Problem statement: Can you quote the listing word for word, starting at its first line and ending with the line that contains "119 223 L 119", both of those lines included?

START Entries provided

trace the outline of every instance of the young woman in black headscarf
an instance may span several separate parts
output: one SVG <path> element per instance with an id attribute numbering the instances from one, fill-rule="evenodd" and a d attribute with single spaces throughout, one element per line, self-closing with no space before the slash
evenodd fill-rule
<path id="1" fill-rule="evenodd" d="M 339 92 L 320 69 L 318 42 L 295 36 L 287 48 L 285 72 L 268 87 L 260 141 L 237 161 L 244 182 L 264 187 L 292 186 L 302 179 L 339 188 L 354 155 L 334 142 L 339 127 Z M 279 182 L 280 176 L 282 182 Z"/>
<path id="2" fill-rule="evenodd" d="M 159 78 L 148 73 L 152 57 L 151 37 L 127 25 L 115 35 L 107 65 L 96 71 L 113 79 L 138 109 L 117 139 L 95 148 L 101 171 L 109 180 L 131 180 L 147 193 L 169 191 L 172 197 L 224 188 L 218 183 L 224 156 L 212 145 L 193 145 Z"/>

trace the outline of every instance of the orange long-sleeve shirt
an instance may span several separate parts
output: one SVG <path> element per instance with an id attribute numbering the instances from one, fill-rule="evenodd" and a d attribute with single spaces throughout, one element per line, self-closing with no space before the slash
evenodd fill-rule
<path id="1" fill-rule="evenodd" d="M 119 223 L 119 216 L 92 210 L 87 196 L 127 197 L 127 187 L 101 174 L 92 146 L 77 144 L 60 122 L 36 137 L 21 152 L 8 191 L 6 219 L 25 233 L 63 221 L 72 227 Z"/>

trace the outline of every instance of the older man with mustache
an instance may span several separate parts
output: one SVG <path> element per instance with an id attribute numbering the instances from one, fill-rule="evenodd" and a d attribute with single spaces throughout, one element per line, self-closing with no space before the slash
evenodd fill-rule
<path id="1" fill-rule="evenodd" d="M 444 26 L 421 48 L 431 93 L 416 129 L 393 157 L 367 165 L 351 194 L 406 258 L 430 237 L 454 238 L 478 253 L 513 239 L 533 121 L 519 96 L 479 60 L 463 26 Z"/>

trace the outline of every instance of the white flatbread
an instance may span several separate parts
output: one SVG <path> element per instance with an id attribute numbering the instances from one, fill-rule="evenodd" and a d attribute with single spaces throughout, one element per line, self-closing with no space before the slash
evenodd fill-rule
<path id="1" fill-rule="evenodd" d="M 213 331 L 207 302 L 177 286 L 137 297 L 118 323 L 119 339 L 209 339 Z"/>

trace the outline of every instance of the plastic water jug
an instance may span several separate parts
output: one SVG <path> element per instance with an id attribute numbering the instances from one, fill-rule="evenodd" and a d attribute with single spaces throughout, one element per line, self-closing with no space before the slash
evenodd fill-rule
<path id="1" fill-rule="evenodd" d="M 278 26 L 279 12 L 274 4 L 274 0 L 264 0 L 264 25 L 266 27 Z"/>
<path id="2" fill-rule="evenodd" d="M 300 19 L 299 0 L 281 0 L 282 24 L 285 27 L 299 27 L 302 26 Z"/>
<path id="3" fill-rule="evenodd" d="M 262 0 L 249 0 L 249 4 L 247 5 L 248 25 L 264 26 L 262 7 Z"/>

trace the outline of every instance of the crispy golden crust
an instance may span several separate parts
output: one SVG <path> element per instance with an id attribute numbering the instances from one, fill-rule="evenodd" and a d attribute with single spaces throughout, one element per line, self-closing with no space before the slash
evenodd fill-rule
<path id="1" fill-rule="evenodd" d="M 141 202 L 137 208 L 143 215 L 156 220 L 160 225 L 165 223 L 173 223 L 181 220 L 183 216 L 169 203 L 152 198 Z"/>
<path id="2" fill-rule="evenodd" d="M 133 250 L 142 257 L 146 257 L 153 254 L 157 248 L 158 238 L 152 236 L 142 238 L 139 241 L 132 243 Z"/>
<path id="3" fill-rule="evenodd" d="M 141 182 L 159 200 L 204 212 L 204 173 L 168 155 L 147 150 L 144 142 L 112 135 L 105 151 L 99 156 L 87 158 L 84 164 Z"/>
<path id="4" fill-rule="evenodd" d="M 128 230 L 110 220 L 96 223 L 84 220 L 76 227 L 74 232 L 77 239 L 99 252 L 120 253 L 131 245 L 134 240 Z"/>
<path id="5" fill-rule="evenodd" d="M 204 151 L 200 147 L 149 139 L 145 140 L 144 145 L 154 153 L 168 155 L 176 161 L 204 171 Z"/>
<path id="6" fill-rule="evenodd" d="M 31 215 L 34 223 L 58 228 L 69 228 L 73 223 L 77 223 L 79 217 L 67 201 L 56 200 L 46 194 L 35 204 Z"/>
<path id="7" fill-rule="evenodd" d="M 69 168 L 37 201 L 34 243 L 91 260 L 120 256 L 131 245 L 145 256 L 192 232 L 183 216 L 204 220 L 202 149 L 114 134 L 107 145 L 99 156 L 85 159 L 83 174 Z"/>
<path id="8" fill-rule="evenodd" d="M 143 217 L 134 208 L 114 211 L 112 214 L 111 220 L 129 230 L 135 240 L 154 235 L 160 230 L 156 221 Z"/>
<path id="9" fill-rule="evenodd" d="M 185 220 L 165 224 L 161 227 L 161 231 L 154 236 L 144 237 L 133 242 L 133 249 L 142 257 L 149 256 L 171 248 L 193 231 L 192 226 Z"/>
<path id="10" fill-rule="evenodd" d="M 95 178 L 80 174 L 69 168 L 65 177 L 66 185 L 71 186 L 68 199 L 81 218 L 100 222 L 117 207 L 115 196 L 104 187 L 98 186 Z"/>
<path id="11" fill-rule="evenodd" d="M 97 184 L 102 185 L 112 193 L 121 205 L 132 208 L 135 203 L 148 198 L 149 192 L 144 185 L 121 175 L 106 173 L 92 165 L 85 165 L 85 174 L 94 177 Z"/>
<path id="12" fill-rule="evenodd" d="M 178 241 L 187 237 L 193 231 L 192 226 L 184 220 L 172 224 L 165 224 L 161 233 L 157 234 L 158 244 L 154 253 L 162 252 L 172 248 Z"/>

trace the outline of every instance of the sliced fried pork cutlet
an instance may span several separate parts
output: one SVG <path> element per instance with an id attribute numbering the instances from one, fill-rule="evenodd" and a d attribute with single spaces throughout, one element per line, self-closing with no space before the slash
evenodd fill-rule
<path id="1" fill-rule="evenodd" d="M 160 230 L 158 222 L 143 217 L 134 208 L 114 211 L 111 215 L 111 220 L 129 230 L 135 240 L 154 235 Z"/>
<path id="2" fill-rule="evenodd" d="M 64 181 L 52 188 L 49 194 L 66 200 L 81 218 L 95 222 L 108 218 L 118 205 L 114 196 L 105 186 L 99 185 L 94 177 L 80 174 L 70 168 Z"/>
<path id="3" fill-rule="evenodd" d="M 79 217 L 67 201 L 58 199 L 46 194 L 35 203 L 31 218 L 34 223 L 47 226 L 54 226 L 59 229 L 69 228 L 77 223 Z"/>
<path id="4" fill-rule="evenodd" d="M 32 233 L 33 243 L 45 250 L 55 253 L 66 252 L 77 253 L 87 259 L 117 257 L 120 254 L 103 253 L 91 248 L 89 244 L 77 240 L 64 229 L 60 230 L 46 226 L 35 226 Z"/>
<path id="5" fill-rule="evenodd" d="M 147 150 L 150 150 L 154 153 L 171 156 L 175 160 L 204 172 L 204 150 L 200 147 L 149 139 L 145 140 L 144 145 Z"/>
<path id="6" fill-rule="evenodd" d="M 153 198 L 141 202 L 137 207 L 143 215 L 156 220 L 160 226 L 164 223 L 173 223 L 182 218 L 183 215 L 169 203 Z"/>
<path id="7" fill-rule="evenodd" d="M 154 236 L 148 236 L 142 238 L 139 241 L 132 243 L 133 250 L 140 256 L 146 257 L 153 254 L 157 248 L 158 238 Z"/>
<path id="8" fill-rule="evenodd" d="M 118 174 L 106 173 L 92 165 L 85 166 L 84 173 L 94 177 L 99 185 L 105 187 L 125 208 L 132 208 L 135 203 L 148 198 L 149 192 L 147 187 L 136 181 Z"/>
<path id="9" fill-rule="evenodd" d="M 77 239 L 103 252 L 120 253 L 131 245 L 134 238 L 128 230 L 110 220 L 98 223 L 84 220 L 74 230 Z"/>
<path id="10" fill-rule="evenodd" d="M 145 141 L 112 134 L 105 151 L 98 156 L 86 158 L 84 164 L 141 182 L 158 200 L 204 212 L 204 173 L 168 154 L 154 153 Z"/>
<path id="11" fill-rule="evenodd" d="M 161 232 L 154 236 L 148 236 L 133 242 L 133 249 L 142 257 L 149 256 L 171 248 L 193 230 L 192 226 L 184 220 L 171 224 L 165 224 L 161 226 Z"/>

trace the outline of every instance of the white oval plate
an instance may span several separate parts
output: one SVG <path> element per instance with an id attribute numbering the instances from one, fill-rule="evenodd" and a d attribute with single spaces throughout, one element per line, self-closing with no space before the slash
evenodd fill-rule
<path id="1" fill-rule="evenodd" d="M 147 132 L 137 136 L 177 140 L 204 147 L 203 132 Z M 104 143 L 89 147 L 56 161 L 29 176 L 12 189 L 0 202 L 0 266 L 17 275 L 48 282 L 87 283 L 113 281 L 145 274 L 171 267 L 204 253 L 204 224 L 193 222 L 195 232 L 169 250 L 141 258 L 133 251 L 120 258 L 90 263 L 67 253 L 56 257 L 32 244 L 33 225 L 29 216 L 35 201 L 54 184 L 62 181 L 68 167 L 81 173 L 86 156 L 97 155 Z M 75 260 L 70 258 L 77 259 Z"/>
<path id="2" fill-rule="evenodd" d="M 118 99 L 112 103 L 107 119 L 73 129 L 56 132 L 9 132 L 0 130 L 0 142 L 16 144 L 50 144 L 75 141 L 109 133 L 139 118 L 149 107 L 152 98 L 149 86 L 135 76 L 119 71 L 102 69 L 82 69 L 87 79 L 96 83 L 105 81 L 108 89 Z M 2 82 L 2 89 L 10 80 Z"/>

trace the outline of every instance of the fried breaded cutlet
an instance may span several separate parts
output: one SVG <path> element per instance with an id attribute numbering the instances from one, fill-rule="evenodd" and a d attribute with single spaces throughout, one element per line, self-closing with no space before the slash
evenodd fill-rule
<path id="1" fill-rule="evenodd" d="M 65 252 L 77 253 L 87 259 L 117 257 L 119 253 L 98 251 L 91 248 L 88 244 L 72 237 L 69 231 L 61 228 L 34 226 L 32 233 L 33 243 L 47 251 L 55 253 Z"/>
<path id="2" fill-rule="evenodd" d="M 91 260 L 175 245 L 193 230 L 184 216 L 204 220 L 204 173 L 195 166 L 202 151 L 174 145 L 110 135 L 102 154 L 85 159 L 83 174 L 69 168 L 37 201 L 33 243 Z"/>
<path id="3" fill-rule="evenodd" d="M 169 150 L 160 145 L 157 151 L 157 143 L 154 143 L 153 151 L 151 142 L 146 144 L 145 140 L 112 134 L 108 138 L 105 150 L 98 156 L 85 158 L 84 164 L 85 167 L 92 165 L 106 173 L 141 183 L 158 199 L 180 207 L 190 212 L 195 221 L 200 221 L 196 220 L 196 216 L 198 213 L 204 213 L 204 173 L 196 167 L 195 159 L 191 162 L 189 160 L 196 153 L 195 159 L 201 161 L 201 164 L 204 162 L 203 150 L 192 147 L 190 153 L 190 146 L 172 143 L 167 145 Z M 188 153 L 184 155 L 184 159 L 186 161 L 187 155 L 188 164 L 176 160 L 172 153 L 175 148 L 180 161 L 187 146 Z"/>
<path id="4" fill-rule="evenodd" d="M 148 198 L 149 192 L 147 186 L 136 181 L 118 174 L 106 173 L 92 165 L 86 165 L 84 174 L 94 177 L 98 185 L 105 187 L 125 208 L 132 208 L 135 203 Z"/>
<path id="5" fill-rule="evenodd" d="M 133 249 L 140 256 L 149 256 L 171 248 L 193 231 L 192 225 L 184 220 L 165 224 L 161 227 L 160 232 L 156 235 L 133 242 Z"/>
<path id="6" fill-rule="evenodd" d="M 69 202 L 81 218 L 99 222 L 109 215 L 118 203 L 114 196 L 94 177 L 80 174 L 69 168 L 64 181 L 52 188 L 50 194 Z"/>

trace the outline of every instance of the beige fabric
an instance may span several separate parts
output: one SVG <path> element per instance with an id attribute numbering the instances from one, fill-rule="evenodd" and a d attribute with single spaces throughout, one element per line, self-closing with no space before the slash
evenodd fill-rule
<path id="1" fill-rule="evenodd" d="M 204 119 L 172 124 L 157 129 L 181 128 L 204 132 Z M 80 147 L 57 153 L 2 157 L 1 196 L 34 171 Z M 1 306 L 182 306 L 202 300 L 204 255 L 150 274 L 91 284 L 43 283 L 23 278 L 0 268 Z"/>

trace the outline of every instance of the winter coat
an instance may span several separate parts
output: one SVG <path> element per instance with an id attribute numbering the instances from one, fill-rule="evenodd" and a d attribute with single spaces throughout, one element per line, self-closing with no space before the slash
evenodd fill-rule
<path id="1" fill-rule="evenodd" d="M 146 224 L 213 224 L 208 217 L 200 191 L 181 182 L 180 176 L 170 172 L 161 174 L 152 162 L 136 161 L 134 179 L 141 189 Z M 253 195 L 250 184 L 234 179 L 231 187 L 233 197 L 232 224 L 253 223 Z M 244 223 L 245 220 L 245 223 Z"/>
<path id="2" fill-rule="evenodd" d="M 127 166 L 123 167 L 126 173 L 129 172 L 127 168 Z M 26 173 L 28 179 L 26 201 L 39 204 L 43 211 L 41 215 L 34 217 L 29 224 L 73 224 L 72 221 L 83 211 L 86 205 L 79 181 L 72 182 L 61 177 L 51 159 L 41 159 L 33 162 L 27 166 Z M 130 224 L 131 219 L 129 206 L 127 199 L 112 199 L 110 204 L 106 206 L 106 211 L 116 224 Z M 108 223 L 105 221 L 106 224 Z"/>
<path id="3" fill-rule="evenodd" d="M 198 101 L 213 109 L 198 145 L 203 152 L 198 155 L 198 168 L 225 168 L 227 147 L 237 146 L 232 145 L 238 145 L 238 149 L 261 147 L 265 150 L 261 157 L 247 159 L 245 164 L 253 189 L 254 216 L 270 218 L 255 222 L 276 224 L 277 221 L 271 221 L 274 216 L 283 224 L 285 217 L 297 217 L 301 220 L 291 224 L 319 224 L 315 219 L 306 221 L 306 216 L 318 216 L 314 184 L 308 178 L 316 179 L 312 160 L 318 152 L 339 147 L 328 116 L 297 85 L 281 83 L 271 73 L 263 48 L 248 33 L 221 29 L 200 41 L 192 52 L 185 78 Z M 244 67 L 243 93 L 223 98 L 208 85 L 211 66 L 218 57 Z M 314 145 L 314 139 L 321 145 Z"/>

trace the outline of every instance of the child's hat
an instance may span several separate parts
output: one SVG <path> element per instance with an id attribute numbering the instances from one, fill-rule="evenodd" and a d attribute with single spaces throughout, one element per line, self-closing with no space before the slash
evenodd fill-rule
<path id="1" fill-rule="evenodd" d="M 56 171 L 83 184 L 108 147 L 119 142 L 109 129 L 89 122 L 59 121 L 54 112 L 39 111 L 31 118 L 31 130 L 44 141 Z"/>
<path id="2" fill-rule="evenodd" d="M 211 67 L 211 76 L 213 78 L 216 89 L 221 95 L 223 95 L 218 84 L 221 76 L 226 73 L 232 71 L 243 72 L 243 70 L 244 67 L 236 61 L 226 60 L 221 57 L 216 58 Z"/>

END Entries provided

Result of the task:
trace the outline of every instance of the young woman in black headscarf
an instance may span several separate parts
output: one SVG <path> element per instance with an id attribute numbering the instances from one, fill-rule="evenodd" and a d attribute with single spaces throughout, one element per line, self-closing with no space before the slash
evenodd fill-rule
<path id="1" fill-rule="evenodd" d="M 339 92 L 320 69 L 318 42 L 295 36 L 287 48 L 285 72 L 268 87 L 260 141 L 237 161 L 244 182 L 264 187 L 292 186 L 302 179 L 339 188 L 354 155 L 334 142 L 339 127 Z M 279 182 L 280 176 L 282 182 Z"/>
<path id="2" fill-rule="evenodd" d="M 159 78 L 148 73 L 152 57 L 151 37 L 127 25 L 115 35 L 107 65 L 96 71 L 113 79 L 138 109 L 117 139 L 95 148 L 101 171 L 109 180 L 131 180 L 147 193 L 169 191 L 172 197 L 224 188 L 218 183 L 224 156 L 212 145 L 193 145 Z"/>

trace the outline of every instance of the orange long-sleeve shirt
an instance may span several separate parts
output: one SVG <path> element per instance with an id attribute numbering the instances from one, fill-rule="evenodd" and a d attribute with single spaces throughout, one element per line, self-closing with no space before the slash
evenodd fill-rule
<path id="1" fill-rule="evenodd" d="M 119 223 L 119 216 L 92 210 L 87 196 L 127 197 L 127 187 L 101 174 L 92 146 L 77 144 L 60 122 L 36 137 L 21 152 L 8 191 L 6 219 L 25 233 L 63 221 L 72 227 Z"/>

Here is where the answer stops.